Siendo muchas las cualidades del joven príncipe, que tenía entonces treinta años de edad, sus defectos eclipsaban su espíritu emprendedor y su inteligencia sagaz. Era orgulloso, egoísta, frío, desconfiado y carente de escrúpulos al elegir los medios cuando quería imponer su voluntad. La poca simpatía que despertaba entre el pueblo fue la causa de que la posteridad lo recuerde como un emperador desafortunado e infeliz. Nadie puede negar su empeño y afán por hacer frente a su importante misión de gobernar el Imperio; sin embargo ha pasado a la historia como un emperador frío y rencoroso.
Deberían ser sus hechos los que permitieran hacer un juicio ecuánime de su persona, pero no siempre resulta fácil desligar el carácter personal de la conducta externa. Respetó como su padre y su hermano mayor la concepción que Augusto tenía del principado. No se molestó en fingir respeto hacia el Senado, y eso contribuyó a su fama de cruel y tiránico, pues no ocultaba sus ganas de concentrar todo el poder en sus manos. En los dieciséis años de su gobierno, revistió el consulado diez veces, lo que ningún príncipe se había atrevido a hacer antes. Cada vez que él daba su nombre al año (pues en esto consiste el consulado epónimo), privaba a un miembro del Senado de este alto honor. Celebró tres triunfos sobre los dacios, y se hizo aclamar imperator veintidós veces. Se arrogó el título vitalicio de censor, magistratura que le confería el derecho de completar el Senado a su arbitrio y de expulsar a senadores de la curia. He aquí una de las razones del odio que sintió el Senado hacia Domiciano. Se hizo proclamar señor y dios, dominus et deus.
Al margen de la poca simpatía con que se recuerde a este emperador, bajo su mandato la administración del Imperio estuvo en buenas manos. Siguiendo el ejemplo de Augusto, se rodeó de un Consejo de Estado cuyos miembros fueron elegidos cuidadosamente. Una de las novedades más significativas de su mandato fue la descentralización, que se producía por vez primera. Creó un puesto reservado a los caballeros, cuya tarea consistía en supervisar los cuarteles de gladiadores de Alejandría, en Egipto, y enviar a Roma luchadores bien preparados. Dada su natural aversión hacia los senadores, Domiciano quiso asegurarse el favor de las masas a base de pan y circo. Y creó los juegos Capitolinos, a imitación de las grandes competiciones olímpicas griegas. Todo ello resultaba costoso para las arcas del Imperio, que vio muy pronto menguadas sus existencias. En consecuencia, el emperador tenía que limitar los gastos y aumentar los ingresos. ¿Cómo? He aquí la cuestión.

**LISTADO PROPORCIONADO**.
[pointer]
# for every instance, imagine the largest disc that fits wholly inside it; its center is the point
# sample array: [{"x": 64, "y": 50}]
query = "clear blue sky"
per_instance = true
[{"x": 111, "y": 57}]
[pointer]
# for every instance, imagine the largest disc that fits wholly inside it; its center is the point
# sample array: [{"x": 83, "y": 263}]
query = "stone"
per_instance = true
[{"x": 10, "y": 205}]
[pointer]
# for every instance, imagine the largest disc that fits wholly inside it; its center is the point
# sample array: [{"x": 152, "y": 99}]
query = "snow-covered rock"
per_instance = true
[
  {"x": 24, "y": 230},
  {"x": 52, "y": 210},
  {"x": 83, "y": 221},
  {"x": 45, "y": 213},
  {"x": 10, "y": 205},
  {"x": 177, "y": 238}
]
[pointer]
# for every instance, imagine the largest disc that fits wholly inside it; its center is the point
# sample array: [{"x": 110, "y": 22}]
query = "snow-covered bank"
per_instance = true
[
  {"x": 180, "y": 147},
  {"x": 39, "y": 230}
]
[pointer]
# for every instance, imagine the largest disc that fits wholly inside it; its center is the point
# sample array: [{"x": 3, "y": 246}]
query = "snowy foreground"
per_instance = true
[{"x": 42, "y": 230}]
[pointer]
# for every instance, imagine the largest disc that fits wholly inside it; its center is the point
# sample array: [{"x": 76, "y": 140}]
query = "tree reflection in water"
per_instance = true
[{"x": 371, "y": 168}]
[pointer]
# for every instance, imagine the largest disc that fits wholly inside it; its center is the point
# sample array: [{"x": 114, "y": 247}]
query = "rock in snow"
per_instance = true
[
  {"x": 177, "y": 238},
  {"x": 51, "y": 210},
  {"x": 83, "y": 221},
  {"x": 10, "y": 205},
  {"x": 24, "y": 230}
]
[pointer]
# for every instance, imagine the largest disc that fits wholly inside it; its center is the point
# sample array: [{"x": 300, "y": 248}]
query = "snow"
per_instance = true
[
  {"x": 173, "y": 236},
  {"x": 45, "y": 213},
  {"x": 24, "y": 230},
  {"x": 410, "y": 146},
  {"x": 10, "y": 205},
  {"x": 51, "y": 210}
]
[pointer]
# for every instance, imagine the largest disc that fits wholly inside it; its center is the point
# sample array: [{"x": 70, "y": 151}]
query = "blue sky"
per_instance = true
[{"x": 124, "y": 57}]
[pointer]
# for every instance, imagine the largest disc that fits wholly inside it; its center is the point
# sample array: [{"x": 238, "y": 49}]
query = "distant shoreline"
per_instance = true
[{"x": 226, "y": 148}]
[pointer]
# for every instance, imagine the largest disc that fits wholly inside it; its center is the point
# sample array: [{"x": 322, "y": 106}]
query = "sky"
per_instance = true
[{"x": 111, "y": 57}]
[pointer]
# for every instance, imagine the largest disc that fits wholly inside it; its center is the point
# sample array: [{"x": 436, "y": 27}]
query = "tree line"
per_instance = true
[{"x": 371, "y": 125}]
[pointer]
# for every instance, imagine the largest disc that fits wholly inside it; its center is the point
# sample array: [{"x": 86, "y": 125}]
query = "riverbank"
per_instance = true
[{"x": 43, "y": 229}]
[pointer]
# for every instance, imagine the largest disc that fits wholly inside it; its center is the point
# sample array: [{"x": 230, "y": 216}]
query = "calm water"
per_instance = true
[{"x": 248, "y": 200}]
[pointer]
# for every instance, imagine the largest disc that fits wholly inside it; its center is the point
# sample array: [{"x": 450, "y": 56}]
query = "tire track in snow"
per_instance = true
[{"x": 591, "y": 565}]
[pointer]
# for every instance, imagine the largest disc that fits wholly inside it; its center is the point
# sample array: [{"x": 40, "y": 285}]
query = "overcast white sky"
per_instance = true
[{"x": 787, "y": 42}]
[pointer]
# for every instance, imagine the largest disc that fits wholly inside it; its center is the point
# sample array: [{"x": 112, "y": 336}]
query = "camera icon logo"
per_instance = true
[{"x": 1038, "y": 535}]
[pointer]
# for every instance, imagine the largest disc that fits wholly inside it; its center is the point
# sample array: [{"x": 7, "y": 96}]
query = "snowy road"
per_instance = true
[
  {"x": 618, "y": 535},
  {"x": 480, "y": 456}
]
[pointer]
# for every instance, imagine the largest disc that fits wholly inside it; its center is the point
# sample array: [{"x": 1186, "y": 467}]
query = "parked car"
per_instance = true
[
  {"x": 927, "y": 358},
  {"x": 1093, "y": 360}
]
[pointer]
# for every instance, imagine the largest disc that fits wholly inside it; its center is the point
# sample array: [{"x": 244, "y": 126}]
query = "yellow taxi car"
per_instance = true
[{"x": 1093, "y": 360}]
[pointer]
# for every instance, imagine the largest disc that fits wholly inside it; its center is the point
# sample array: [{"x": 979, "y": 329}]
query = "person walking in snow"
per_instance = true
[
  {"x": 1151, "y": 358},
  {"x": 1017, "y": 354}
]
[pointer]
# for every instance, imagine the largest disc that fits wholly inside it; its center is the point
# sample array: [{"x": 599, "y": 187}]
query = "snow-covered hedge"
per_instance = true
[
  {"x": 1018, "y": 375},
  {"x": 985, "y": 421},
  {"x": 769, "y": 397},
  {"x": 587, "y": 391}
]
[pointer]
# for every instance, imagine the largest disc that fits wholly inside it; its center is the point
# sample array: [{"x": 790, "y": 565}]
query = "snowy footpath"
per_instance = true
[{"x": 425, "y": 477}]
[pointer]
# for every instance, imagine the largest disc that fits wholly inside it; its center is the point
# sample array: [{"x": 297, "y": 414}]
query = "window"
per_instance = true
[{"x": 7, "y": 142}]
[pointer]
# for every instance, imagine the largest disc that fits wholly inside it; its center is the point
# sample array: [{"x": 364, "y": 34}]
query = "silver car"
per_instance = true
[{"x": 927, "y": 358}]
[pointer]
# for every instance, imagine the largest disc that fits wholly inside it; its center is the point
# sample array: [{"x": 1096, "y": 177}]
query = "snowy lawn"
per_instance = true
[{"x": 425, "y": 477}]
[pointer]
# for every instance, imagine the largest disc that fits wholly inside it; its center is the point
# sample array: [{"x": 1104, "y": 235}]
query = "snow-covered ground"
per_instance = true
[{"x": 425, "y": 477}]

**INSTRUCCIONES DE LA TAREA**. Reproduce sin cambios el fragmento del texto sobre Domiciano que empieza por "Siendo muchas las" y continúa hasta "frío y rencoroso.", ambos incluidos.

**RESPUESTA DEL EJERCICIO**.
Siendo muchas las cualidades del joven príncipe, que tenía entonces treinta años de edad, sus defectos eclipsaban su espíritu emprendedor y su inteligencia sagaz. Era orgulloso, egoísta, frío, desconfiado y carente de escrúpulos al elegir los medios cuando quería imponer su voluntad. La poca simpatía que despertaba entre el pueblo fue la causa de que la posteridad lo recuerde como un emperador desafortunado e infeliz. Nadie puede negar su empeño y afán por hacer frente a su importante misión de gobernar el Imperio; sin embargo ha pasado a la historia como un emperador frío y rencoroso.